» **Exercise brief**
For the records shown below, return an exact copy that excludes the pictures.

» **Material provided**
+--
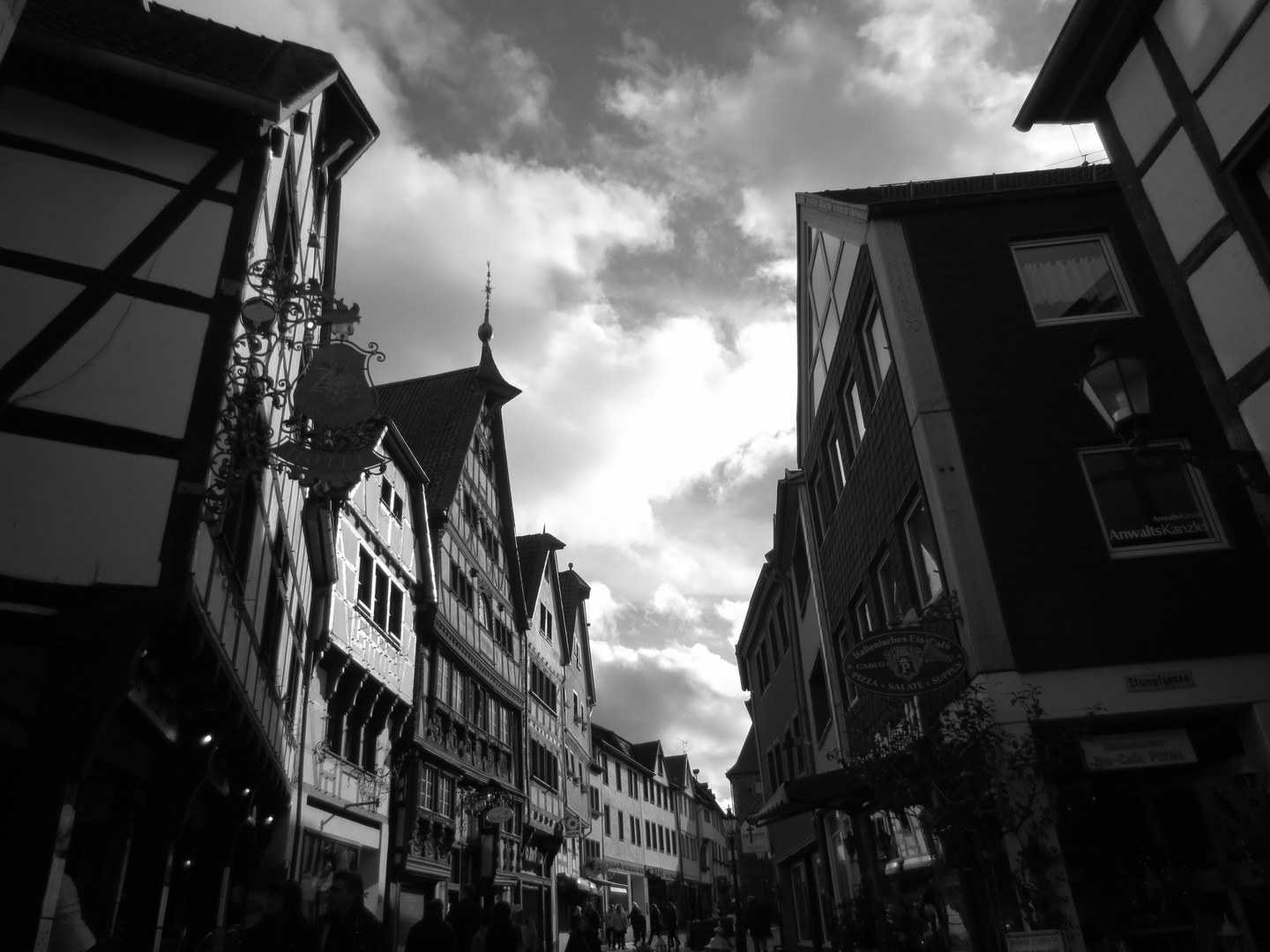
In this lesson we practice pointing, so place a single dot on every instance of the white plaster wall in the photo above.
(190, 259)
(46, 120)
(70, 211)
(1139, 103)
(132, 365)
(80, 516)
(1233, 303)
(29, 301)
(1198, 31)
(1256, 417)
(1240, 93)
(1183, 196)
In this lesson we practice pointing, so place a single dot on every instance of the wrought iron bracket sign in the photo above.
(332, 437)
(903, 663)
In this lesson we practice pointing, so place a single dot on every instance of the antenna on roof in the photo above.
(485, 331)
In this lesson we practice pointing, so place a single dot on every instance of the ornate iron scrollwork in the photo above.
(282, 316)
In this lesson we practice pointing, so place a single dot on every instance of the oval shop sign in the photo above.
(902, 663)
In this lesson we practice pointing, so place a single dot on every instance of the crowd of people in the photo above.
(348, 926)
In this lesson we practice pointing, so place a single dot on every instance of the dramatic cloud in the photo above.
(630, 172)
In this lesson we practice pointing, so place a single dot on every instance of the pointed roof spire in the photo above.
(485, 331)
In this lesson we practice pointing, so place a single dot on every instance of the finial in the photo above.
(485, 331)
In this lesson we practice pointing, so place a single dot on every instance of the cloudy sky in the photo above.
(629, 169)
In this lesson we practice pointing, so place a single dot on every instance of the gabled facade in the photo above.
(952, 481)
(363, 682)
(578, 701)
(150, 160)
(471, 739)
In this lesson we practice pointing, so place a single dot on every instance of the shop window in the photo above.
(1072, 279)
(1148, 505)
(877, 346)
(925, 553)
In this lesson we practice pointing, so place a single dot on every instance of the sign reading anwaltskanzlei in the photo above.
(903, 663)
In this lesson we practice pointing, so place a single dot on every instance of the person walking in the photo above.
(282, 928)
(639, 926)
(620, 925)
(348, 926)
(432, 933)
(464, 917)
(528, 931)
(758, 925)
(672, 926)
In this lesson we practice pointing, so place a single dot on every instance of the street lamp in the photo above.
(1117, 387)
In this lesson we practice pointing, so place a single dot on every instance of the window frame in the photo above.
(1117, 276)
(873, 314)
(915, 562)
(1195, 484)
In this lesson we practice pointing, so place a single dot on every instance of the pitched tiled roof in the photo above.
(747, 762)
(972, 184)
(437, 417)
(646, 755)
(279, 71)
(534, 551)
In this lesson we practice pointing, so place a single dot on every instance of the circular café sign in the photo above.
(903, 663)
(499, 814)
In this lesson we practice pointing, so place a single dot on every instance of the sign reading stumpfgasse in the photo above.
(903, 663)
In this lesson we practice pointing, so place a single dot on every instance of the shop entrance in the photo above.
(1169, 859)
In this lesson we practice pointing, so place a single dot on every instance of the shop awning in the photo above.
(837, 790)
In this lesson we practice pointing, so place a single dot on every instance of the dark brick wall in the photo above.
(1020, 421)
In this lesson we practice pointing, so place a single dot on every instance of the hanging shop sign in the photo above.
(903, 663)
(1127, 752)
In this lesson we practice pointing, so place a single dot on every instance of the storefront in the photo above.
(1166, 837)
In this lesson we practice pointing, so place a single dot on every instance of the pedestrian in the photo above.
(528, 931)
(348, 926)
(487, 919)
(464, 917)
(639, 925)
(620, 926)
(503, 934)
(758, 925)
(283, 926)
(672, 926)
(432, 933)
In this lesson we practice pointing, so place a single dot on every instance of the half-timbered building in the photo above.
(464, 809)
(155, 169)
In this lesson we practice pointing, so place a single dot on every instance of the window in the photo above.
+--
» **Answer to this problem**
In this lesson we practice pointing, so place a single dot on every instance of the white plaster wall in the photo above.
(190, 259)
(46, 120)
(70, 211)
(1139, 103)
(132, 365)
(80, 516)
(1233, 303)
(29, 301)
(1198, 31)
(1256, 417)
(1240, 93)
(1183, 196)
In this lesson we practice pointing, so place a single dot on every instance of the wrought iron bracket sign in the photo above.
(332, 437)
(903, 663)
In this lesson we practice pointing, so place a single dot on every instance of the antenna on roof in the photo above.
(485, 331)
In this lesson we practice pointing, so place a single dot on every instance of the ornate iron scrollwork in the photo above.
(282, 316)
In this lesson we practice pointing, so place a single dot on every instance of the oval shop sign in the photo above.
(902, 663)
In this lesson we practice pointing, so place a single dot on every instance of the crowd of people in the photo above.
(348, 926)
In this lesson we practice pointing, so place a single dot on every instance of the dramatic cloud in the photo above.
(630, 172)
In this lesson we practice pointing, so place a single dot on every instance of the pointed roof spire in the photo above.
(485, 331)
In this lesson we practice pointing, so place a single dot on every instance of the finial in the photo above.
(485, 331)
In this lesson we practice pointing, so place a single dot on every instance of the cloudy sky in the photo above.
(629, 169)
In this lesson we practice pointing, so place a single dot on every instance of the gabled facade in the photo above.
(952, 481)
(363, 682)
(578, 701)
(150, 160)
(471, 739)
In this lesson we practice pointing, so place a single dot on every instance of the shop window in the photo above.
(1072, 279)
(1148, 505)
(877, 346)
(925, 553)
In this lesson we practice pointing, so place a single dot on every instance of the sign reading anwaltskanzlei in the photo above.
(903, 663)
In this lesson we practice pointing, so place a single dot on every instance of the person walking in the photo above.
(282, 928)
(639, 926)
(620, 925)
(348, 926)
(432, 933)
(464, 917)
(528, 931)
(758, 925)
(672, 926)
In this lesson we practice pointing, so place a single dot on every instance of the street lamp in the photo above.
(1117, 387)
In this lesson we practice pointing, so place a single dot on every instance of the window frame in the photo above.
(1117, 276)
(873, 314)
(915, 562)
(1195, 484)
In this lesson we practice pointing, so place a single dot on every instance of the pitched tiled roof in the photo above.
(747, 762)
(972, 184)
(437, 417)
(646, 755)
(279, 71)
(534, 551)
In this lesson we practice pointing, so place a single dot on every instance of the circular café sign in the photo above.
(903, 663)
(499, 814)
In this lesson we practice pointing, so place a single dot on every instance of the sign reading stumpfgasse in the photo above.
(903, 663)
In this lesson we practice pointing, so place a single dot on every instance of the shop entrance in the photo above.
(1169, 859)
In this lesson we practice pointing, so place a single dot on every instance of the shop awning in the photo above.
(837, 790)
In this lesson we practice pointing, so place a single dot on every instance of the dark brick wall in the photo above.
(1020, 421)
In this lesson we practice pointing, so place a single dot on every instance of the hanging shop sign in the photo above.
(903, 663)
(1127, 752)
In this lesson we practice pointing, so place a single dot on every instance of the storefront in the photo above.
(1166, 837)
In this lesson we practice pointing, so place a single dot on every instance of the pedestrian in the photo above.
(528, 931)
(348, 926)
(487, 919)
(464, 917)
(639, 925)
(620, 926)
(503, 934)
(758, 925)
(283, 926)
(672, 926)
(432, 933)
In this lesson we practice pointing, so place a single dot on every instance of the half-timbered building in the photo above.
(464, 809)
(155, 169)
In this lesson we practice pointing, so place a single dot on every instance of the window in the photo above.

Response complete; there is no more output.